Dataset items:
------------------------------

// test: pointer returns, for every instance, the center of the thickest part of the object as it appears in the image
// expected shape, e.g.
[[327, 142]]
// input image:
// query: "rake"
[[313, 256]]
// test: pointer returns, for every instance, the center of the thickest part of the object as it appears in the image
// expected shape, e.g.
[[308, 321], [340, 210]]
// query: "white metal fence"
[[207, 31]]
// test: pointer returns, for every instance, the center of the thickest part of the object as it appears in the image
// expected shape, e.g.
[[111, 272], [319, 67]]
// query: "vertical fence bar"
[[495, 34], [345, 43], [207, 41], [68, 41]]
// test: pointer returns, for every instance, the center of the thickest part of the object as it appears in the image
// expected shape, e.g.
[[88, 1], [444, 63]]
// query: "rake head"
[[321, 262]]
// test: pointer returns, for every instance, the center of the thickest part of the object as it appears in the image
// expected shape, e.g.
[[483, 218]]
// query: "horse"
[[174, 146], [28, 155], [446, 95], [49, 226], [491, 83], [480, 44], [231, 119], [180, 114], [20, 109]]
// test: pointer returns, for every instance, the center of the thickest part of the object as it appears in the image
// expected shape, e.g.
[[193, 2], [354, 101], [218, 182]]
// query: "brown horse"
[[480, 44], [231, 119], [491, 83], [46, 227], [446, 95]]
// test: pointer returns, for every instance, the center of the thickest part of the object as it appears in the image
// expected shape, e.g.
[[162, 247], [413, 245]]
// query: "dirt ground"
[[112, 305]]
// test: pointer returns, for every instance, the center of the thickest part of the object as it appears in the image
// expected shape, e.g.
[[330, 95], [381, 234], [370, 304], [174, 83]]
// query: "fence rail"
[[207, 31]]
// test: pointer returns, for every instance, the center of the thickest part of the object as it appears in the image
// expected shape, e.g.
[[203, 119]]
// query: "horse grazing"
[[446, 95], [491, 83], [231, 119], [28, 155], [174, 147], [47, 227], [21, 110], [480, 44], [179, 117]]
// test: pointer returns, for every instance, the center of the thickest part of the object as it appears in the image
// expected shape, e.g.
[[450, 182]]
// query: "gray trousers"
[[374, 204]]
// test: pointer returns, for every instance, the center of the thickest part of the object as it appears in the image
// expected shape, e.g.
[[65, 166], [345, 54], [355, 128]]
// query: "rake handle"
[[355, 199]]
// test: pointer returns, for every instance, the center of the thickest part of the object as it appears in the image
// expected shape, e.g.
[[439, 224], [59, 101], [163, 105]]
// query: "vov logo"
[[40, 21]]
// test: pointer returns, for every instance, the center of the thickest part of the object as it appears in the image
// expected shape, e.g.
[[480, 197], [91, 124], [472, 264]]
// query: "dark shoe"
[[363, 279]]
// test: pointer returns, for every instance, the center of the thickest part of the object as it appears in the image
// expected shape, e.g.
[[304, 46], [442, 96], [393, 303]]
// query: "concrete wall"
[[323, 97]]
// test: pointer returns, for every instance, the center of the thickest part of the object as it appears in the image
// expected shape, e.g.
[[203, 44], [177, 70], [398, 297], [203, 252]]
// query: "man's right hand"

------------------------------

- **Direction**:
Write the data out again in full and exactly.

- **Exercise solution**:
// test: pointer returns, for every instance, the center of the thickest part of the object as it appears in the image
// expected shape, e.g.
[[327, 142]]
// input image:
// query: "rake"
[[313, 256]]
// test: pointer returns, for every instance, the center of the thickest part of the object as it appears in the image
// expected shape, e.g.
[[308, 321], [340, 210]]
// query: "white metal fence"
[[207, 31]]
// test: pointer returns, for every instance, the center of the thickest part of the object as it appears in the image
// expected shape, e.g.
[[111, 272], [319, 67]]
// query: "vertical fence bar"
[[495, 34], [345, 43], [207, 41], [68, 41]]
// test: pointer returns, for every instance, the center of the thickest part of the object as it appears in the image
// expected shape, e.g.
[[88, 1], [444, 63]]
// query: "rake head"
[[321, 262]]
// test: pointer returns, for every instance, the center of the thickest part of the object as it appears in the image
// expected shape, e.g.
[[483, 218]]
// query: "horse"
[[174, 146], [28, 155], [446, 95], [49, 226], [491, 83], [480, 44], [231, 119], [180, 114], [20, 109]]
// test: pointer returns, for every instance, the center of the thickest part of the object as it appears in the image
// expected shape, e.g.
[[193, 2], [354, 101], [218, 182]]
// query: "brown horse"
[[480, 44], [231, 119], [491, 83], [46, 227], [446, 95]]
// test: pointer returns, for every instance, the center of the thickest part of the object as it appears in the image
// expected shape, e.g.
[[162, 247], [413, 245]]
// query: "dirt ground"
[[112, 305]]
// test: pointer returns, for every instance, the center of the thickest part of the object as it appears in the image
// expected shape, e.g.
[[330, 95], [381, 234], [370, 304], [174, 83]]
// query: "fence rail"
[[207, 31]]
// test: pointer returns, for every instance, the center of the thickest part of the object as it appears in the image
// expected shape, e.g.
[[203, 119]]
// query: "horse grazing"
[[446, 95], [491, 83], [231, 119], [28, 155], [174, 147], [47, 227], [21, 110], [480, 44], [179, 117]]
// test: pointer returns, for every instance, the center of the thickest part of the object as it appears in the image
// expected shape, e.g.
[[450, 182]]
// query: "gray trousers"
[[374, 204]]
// test: pointer returns, for every instance, the center of the thickest part of the object as it appears in the image
// expected shape, e.g.
[[65, 166], [345, 54], [355, 128]]
// query: "rake handle"
[[355, 199]]
// test: pointer returns, for every instance, the center of the thickest part of the object as it appears in the image
// expected shape, e.g.
[[439, 224], [59, 101], [163, 105]]
// query: "vov logo"
[[40, 21]]
// test: pointer returns, for every instance, the center of the thickest part of the object as it appears in the image
// expected shape, e.g.
[[480, 197], [91, 124], [472, 264]]
// query: "dark shoe"
[[363, 279]]
// test: pointer returns, for every instance, the center of the thickest part of the object as it appears in the image
// expected shape, e.g.
[[304, 46], [442, 96], [393, 303]]
// query: "concrete wall"
[[323, 97]]
// test: pointer returns, for every instance, the center of the thickest part of the object as it appears in the image
// expected shape, e.g.
[[203, 44], [177, 70], [398, 297], [203, 252]]
// query: "man's right hand"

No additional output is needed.